EXERCISE GOAL
Copy exactly the lines of the data below that run from the line holding "Return one point per instance of the alamy" through the line holding "Return one point per instance of the frost-covered shrub", both ends included.

LISTED RECORDS
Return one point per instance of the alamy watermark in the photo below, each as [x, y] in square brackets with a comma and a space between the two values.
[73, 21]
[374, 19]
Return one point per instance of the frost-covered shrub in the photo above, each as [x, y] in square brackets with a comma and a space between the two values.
---
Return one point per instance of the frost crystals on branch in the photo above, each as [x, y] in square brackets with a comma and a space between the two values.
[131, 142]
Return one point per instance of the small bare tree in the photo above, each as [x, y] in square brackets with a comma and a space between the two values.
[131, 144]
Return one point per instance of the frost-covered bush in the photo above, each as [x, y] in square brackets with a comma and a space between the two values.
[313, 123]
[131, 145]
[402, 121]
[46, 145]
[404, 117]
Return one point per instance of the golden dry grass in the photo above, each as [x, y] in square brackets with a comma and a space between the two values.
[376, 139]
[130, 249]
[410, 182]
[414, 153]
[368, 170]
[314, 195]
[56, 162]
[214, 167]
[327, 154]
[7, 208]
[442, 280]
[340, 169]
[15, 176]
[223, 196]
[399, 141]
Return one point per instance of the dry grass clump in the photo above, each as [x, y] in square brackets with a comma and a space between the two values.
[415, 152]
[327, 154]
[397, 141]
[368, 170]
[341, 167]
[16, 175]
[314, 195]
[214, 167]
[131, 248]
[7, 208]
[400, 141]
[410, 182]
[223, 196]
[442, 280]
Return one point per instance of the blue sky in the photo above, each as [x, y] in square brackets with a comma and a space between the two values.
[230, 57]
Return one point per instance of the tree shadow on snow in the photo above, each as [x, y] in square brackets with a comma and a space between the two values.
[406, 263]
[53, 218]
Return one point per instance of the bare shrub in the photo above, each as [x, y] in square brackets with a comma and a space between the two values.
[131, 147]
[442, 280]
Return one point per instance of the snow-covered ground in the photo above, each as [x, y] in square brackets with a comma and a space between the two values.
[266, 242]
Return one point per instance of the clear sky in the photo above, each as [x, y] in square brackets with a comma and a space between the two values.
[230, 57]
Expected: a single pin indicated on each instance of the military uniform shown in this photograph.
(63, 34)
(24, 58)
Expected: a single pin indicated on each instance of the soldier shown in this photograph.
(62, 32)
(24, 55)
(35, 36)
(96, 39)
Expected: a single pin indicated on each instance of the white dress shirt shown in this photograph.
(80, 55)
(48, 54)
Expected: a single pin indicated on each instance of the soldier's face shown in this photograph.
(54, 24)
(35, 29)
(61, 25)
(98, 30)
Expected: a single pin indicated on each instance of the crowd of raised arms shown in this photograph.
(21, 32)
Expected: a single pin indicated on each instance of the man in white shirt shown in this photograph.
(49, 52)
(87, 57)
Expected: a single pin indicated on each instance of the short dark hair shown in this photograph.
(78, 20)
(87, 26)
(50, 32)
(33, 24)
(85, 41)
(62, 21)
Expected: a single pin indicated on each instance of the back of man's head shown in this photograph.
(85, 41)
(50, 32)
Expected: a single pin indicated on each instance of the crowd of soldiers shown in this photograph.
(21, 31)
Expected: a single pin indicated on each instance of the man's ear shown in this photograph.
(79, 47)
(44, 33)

RESPONSE BELOW
Return one point per instance of the alamy watermark in the photo below, each as [x, y] in square brackets with a comma and a space between the two values.
[73, 21]
[374, 19]
Return one point per instance of the frost-covered shrub in the photo above, each as [x, y] in square brackets with a comma and a space between the two values.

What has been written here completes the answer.